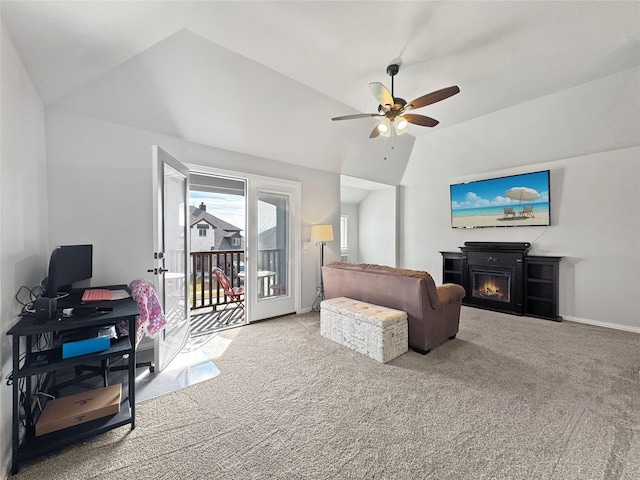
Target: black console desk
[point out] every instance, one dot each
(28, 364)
◆ ◆ ◆
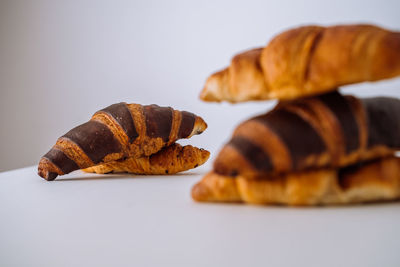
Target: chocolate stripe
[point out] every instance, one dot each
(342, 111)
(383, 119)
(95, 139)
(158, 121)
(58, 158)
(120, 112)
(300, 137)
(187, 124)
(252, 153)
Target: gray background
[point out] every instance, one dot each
◆ ◆ ◆
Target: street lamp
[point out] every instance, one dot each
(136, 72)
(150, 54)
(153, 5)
◆ ◆ ◆
→ TASK GOAL
How many of the lines above contain the string "Target"? Give the count alone.

→ RESULT OF THIS EXERCISE
4